● **Given task 1**:
In the forum thread on axle stand placement for a Fiat X250, what is the stated weight of the motorhome to be lifted?
● **Given task 2**:
Carry the forum thread on axle stand placement for a Fiat X250 forward from its final line.

# Front axle stand position - Fiat X250



## deefordog (Dec 31, 2013)

I first posted this question on the Fiat forum a few days ago but after 58 views still no replies. So.......

_*"Need to lift the front of our 5000kg 3.0lt X250 motorhome to do some work on the front suspension.*_

_* The jacking points are very obvious but it's not so clear as to where I should put one or more axle stands. Don't want to risk damaging anything when positioning the axle stand/s, so looking to you guys for advice as to best (only?) location."*_

Yes, I know, should have asked here first but thought that white van owners might have some idea - sorry :crying:.


----------



## gaspode (May 9, 2005)

deefordog said:


> I first posted this question on the Fiat forum a few days ago but after 58 views still no replies. So.......


I think I can imagine why you've had no replies...........:wink2:

They're just not wanting to encourage someone to "_*do some work on the front suspension"*_ when they don't even know where to place axle stands whilst they do the work. :grin2::grin2::grin2:

Now we have some "insider knowledge" here and we know you're not intending to de-compress and remove springs or do anything dangerous - if you're just fitting rubber assistors that is???

[Stored data entries]
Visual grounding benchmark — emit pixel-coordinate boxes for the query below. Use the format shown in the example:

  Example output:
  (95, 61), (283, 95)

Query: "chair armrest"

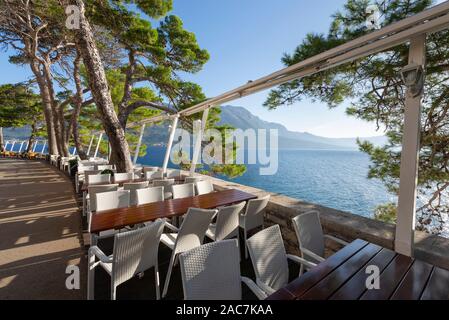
(300, 248), (326, 262)
(324, 234), (349, 246)
(241, 277), (268, 300)
(287, 254), (316, 269)
(89, 246), (112, 263)
(165, 221), (179, 232)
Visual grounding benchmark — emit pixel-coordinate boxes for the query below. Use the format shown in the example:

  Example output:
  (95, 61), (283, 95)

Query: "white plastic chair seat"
(206, 223), (217, 240)
(161, 233), (178, 250)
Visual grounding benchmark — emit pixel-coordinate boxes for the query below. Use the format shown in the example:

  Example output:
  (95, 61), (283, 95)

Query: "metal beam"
(394, 35), (426, 256)
(41, 140), (47, 154)
(87, 135), (95, 157)
(190, 108), (209, 176)
(133, 123), (145, 165)
(162, 117), (178, 174)
(94, 132), (103, 158)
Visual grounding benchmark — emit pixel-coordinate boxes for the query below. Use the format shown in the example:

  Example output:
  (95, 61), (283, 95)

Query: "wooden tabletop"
(80, 177), (184, 192)
(91, 189), (257, 233)
(268, 239), (449, 300)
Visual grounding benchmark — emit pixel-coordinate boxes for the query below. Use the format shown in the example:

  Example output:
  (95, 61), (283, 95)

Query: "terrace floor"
(0, 159), (299, 300)
(0, 159), (86, 300)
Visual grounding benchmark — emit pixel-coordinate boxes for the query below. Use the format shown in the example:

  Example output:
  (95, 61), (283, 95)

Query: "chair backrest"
(292, 210), (324, 262)
(78, 165), (95, 174)
(172, 183), (195, 199)
(243, 195), (270, 230)
(96, 190), (130, 212)
(167, 169), (181, 178)
(136, 186), (164, 206)
(114, 172), (134, 182)
(95, 164), (114, 171)
(195, 180), (214, 195)
(87, 173), (111, 185)
(184, 177), (203, 183)
(246, 224), (288, 290)
(112, 220), (165, 285)
(215, 202), (245, 241)
(84, 170), (101, 183)
(144, 169), (164, 180)
(174, 208), (217, 254)
(179, 239), (242, 300)
(123, 181), (148, 206)
(87, 184), (118, 211)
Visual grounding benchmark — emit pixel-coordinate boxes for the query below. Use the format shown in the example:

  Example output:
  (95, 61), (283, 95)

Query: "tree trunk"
(0, 127), (5, 152)
(30, 61), (59, 155)
(43, 61), (69, 157)
(26, 122), (36, 153)
(68, 52), (87, 160)
(71, 0), (133, 172)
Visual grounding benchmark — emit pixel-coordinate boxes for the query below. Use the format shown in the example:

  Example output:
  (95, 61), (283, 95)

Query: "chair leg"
(111, 283), (117, 300)
(154, 264), (161, 300)
(243, 228), (248, 259)
(87, 252), (95, 300)
(162, 252), (176, 298)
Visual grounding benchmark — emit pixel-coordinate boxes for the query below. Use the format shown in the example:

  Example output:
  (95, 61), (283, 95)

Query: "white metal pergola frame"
(80, 1), (449, 256)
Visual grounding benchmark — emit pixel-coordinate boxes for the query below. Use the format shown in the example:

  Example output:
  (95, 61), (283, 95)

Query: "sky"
(0, 0), (416, 138)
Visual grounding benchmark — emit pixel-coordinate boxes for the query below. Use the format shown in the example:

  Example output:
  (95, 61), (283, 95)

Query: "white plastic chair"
(171, 183), (195, 199)
(206, 202), (245, 241)
(96, 190), (130, 212)
(145, 171), (164, 180)
(87, 173), (111, 185)
(114, 172), (134, 183)
(184, 177), (203, 183)
(95, 164), (114, 171)
(195, 180), (214, 195)
(136, 187), (164, 206)
(167, 169), (181, 179)
(239, 195), (270, 259)
(179, 240), (266, 300)
(161, 208), (217, 297)
(246, 224), (316, 296)
(153, 179), (175, 199)
(87, 220), (164, 300)
(292, 210), (348, 263)
(123, 181), (148, 206)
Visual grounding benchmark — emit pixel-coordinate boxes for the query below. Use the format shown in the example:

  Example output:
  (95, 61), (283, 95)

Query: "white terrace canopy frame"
(87, 1), (449, 256)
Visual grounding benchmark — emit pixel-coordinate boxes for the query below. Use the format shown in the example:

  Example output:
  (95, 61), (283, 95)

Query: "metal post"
(87, 135), (95, 157)
(190, 108), (209, 176)
(94, 133), (103, 158)
(33, 140), (39, 152)
(162, 115), (179, 174)
(134, 124), (145, 165)
(394, 35), (426, 256)
(41, 140), (47, 154)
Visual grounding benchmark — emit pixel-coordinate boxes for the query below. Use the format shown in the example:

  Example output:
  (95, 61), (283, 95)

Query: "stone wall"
(194, 172), (449, 269)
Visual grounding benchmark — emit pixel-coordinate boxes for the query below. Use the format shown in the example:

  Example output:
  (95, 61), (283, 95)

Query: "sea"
(138, 146), (397, 217)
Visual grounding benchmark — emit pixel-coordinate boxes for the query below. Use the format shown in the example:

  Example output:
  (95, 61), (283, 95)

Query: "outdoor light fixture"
(401, 63), (424, 97)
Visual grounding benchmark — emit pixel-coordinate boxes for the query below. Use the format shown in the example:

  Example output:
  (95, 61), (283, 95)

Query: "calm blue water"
(138, 147), (396, 217)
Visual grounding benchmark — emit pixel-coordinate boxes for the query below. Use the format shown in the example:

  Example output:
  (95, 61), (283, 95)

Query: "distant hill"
(3, 106), (387, 150)
(216, 106), (387, 149)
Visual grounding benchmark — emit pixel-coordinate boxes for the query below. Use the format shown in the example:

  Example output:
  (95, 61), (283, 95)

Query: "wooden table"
(91, 189), (257, 233)
(80, 177), (184, 192)
(267, 239), (449, 300)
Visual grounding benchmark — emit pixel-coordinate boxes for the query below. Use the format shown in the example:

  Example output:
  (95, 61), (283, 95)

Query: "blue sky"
(0, 0), (392, 137)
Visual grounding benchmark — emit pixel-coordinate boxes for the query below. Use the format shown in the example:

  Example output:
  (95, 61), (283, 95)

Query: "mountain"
(3, 106), (387, 150)
(216, 106), (387, 149)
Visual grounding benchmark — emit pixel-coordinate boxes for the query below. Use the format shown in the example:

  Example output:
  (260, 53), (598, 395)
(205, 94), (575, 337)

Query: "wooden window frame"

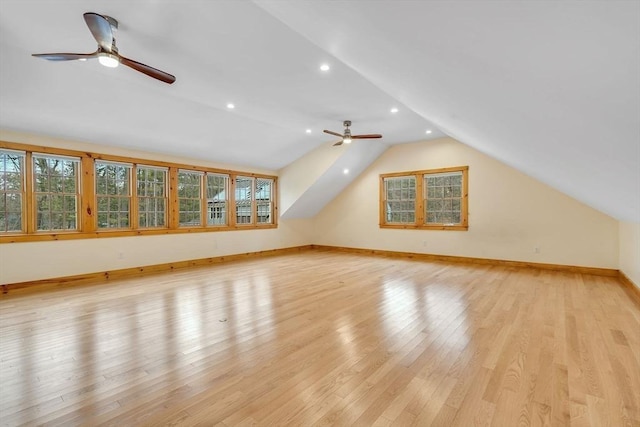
(93, 160), (135, 231)
(379, 166), (469, 231)
(0, 149), (26, 235)
(0, 141), (278, 244)
(27, 151), (82, 234)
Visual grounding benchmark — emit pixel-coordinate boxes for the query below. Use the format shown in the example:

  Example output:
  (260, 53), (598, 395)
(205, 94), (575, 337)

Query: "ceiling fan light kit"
(323, 120), (382, 147)
(32, 12), (176, 84)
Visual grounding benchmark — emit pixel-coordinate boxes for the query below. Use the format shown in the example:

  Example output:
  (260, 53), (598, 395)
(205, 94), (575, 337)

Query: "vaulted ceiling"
(0, 0), (640, 222)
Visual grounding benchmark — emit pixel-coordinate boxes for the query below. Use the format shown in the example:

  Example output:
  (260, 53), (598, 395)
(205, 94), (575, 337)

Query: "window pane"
(0, 150), (25, 233)
(136, 166), (167, 228)
(424, 172), (462, 225)
(95, 161), (133, 229)
(206, 174), (229, 225)
(33, 154), (80, 231)
(255, 178), (273, 224)
(236, 177), (254, 224)
(178, 171), (203, 227)
(383, 176), (416, 224)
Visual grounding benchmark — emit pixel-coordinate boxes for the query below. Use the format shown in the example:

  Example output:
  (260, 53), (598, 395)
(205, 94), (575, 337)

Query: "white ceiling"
(0, 0), (640, 222)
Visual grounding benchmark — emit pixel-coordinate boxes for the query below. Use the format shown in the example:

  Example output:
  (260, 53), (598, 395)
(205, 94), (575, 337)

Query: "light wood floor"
(0, 251), (640, 427)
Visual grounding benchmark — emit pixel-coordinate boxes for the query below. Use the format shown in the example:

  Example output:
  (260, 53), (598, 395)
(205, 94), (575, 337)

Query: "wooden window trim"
(0, 141), (278, 244)
(379, 166), (469, 231)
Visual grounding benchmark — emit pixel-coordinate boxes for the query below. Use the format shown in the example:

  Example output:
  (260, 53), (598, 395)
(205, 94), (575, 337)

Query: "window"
(33, 154), (80, 231)
(136, 166), (167, 228)
(380, 166), (469, 230)
(178, 170), (204, 227)
(0, 150), (25, 233)
(0, 141), (278, 244)
(384, 176), (416, 224)
(424, 171), (462, 225)
(207, 173), (229, 225)
(95, 161), (132, 229)
(236, 176), (253, 224)
(255, 178), (273, 224)
(235, 176), (274, 224)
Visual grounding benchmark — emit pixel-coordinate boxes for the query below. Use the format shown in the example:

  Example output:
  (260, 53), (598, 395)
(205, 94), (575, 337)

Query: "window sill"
(380, 224), (469, 231)
(0, 224), (278, 244)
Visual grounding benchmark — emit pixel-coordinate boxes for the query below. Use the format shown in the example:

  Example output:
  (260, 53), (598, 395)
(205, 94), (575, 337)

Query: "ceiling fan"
(324, 120), (382, 147)
(32, 12), (176, 84)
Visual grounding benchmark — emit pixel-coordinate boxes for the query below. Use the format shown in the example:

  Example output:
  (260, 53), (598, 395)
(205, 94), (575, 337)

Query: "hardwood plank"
(0, 250), (640, 426)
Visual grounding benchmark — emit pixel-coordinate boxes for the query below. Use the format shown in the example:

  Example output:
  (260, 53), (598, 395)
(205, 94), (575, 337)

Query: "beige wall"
(0, 131), (624, 284)
(620, 222), (640, 289)
(312, 138), (619, 269)
(0, 131), (311, 284)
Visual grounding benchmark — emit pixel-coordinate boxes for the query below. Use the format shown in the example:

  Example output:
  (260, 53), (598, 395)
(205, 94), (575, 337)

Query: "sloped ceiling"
(0, 0), (640, 222)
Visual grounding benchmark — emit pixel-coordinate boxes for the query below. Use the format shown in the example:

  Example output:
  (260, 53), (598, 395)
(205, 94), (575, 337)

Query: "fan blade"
(84, 12), (113, 53)
(120, 55), (176, 84)
(31, 52), (97, 61)
(323, 129), (342, 138)
(351, 133), (382, 139)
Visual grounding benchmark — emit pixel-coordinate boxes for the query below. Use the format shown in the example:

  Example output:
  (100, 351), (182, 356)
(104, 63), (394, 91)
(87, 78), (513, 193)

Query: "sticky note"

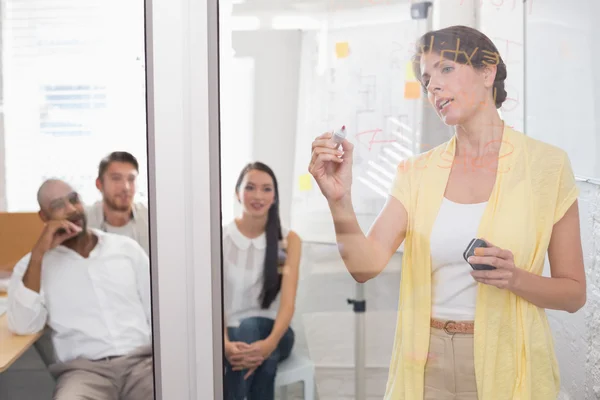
(404, 81), (421, 100)
(298, 174), (312, 192)
(404, 61), (417, 82)
(335, 42), (350, 58)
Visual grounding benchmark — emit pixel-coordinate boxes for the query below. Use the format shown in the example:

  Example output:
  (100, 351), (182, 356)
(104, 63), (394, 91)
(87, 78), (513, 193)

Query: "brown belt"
(431, 318), (475, 334)
(92, 355), (123, 362)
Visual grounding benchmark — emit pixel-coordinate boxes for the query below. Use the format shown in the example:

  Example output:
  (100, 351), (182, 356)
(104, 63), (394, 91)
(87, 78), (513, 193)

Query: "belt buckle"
(442, 321), (456, 335)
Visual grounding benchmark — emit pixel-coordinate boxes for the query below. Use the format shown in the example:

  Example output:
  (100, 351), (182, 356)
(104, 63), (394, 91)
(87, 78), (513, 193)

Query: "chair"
(275, 351), (316, 400)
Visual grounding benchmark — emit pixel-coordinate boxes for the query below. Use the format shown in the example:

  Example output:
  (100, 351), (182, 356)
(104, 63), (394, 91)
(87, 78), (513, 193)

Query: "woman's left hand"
(469, 240), (523, 290)
(237, 338), (277, 379)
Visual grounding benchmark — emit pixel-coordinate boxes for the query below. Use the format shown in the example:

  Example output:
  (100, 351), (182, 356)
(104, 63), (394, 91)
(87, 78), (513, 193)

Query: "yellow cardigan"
(385, 127), (579, 400)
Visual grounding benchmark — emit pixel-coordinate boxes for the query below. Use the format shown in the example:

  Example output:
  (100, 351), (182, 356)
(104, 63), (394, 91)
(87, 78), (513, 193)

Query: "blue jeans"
(225, 317), (295, 400)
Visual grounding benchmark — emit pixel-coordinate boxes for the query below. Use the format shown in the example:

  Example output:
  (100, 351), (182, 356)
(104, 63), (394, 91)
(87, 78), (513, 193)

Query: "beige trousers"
(49, 346), (154, 400)
(424, 328), (477, 400)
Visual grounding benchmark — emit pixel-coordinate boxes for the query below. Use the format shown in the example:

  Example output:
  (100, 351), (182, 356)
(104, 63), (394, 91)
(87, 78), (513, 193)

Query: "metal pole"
(348, 282), (367, 400)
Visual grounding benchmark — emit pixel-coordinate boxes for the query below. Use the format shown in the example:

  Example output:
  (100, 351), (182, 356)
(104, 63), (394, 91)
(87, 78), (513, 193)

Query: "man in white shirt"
(86, 151), (150, 254)
(7, 180), (154, 400)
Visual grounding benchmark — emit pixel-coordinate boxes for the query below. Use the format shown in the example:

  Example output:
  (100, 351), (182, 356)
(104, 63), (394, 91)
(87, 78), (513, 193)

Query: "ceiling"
(231, 0), (410, 15)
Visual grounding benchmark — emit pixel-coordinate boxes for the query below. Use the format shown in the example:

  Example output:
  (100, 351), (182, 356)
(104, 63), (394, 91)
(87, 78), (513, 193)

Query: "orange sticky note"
(404, 81), (421, 100)
(298, 174), (312, 192)
(335, 42), (350, 58)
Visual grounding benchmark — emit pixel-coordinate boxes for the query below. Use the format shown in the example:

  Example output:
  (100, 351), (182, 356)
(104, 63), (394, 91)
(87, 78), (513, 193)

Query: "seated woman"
(223, 162), (301, 400)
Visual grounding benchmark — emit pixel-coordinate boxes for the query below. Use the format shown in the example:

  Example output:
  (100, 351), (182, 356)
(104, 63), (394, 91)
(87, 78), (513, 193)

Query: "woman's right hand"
(308, 132), (354, 203)
(224, 340), (264, 371)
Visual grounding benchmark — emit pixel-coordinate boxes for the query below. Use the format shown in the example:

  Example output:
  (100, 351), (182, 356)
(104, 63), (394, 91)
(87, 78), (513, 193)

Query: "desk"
(0, 294), (43, 372)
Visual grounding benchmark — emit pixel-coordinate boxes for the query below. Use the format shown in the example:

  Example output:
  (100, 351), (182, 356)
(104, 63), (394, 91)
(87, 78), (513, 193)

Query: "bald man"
(7, 179), (154, 400)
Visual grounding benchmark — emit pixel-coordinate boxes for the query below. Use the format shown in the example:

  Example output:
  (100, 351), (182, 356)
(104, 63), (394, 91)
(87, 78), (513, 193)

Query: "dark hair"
(98, 151), (140, 179)
(413, 25), (507, 108)
(235, 161), (283, 309)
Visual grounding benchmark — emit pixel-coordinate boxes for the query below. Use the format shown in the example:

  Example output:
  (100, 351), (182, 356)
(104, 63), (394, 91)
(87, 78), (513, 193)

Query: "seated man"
(7, 180), (154, 400)
(85, 151), (150, 254)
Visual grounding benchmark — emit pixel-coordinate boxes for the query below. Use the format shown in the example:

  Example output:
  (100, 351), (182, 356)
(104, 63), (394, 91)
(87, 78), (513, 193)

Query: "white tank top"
(223, 221), (289, 327)
(430, 198), (487, 321)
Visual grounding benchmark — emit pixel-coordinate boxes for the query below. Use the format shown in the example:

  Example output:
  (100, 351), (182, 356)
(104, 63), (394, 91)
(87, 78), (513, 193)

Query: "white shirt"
(85, 201), (150, 254)
(430, 198), (487, 321)
(7, 229), (152, 362)
(223, 221), (289, 327)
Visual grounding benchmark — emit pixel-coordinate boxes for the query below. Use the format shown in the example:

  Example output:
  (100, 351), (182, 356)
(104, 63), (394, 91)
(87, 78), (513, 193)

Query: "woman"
(309, 26), (586, 400)
(223, 162), (301, 400)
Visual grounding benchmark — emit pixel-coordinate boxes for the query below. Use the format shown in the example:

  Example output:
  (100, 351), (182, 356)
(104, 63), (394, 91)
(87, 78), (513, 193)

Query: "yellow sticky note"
(298, 174), (312, 192)
(404, 61), (417, 82)
(404, 81), (421, 100)
(335, 42), (350, 58)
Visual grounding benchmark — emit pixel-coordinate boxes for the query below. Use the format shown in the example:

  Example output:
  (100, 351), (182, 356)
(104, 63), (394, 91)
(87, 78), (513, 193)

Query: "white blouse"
(223, 221), (289, 327)
(430, 198), (487, 321)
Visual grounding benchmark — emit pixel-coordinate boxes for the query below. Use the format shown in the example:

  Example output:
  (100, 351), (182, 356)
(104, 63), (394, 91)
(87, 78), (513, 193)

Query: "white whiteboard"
(291, 20), (421, 243)
(525, 0), (600, 179)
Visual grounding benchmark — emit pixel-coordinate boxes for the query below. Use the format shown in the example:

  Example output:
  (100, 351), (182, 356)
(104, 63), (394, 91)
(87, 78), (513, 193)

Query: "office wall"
(480, 3), (600, 400)
(227, 0), (600, 400)
(232, 30), (301, 226)
(0, 19), (6, 211)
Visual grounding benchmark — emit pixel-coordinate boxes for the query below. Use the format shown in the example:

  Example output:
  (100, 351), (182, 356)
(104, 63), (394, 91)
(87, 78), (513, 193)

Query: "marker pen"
(331, 125), (346, 148)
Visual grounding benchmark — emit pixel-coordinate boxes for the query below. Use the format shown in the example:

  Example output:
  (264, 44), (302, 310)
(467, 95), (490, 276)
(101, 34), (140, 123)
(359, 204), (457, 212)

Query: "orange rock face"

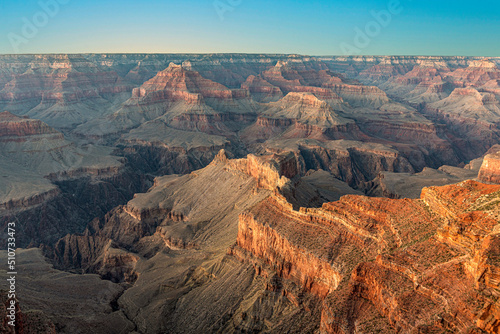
(479, 152), (500, 183)
(230, 181), (500, 333)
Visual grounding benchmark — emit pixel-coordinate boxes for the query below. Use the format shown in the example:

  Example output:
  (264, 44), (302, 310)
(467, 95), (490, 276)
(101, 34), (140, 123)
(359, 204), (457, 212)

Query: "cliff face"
(479, 152), (500, 183)
(230, 177), (500, 333)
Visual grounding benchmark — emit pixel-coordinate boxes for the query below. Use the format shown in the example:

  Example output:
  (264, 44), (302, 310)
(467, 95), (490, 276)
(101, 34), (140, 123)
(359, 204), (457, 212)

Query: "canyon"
(0, 54), (500, 334)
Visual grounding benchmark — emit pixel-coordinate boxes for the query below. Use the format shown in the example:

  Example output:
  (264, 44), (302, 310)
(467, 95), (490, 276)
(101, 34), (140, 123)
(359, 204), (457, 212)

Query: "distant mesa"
(479, 151), (500, 184)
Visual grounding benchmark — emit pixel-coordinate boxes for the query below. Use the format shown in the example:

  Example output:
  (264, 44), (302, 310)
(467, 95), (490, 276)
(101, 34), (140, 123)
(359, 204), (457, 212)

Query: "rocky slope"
(0, 54), (500, 334)
(37, 151), (500, 333)
(231, 181), (500, 333)
(0, 112), (148, 247)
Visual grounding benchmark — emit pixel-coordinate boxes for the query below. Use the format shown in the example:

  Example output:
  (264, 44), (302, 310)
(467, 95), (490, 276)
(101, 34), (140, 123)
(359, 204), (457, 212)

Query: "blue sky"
(0, 0), (500, 56)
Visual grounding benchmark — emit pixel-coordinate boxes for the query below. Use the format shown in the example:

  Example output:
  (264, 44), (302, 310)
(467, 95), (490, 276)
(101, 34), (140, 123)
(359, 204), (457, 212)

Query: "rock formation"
(479, 152), (500, 183)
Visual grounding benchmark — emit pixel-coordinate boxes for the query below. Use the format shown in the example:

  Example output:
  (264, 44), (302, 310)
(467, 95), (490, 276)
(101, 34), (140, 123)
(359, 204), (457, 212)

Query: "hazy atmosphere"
(0, 0), (500, 56)
(0, 0), (500, 334)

● **Task response 1**:
5000 kg

● **Task response 2**:
So the answer is quite simply to use a strong axle stand underneath each side of the chassis main front to back members, the exact placement isn't critical but if you have an Alko chassis the best place is probably somewhere in the area where the cab chassis joins onto the Alko section.


----------



## deefordog (Dec 31, 2013)

Hmmm, spring assisters? Me? Just need to collect them from Argos 2mrw (no, they don't sell 'em lol) and wait for a dryish day. 

Thanks for the heads up Gaspode - much appreciated.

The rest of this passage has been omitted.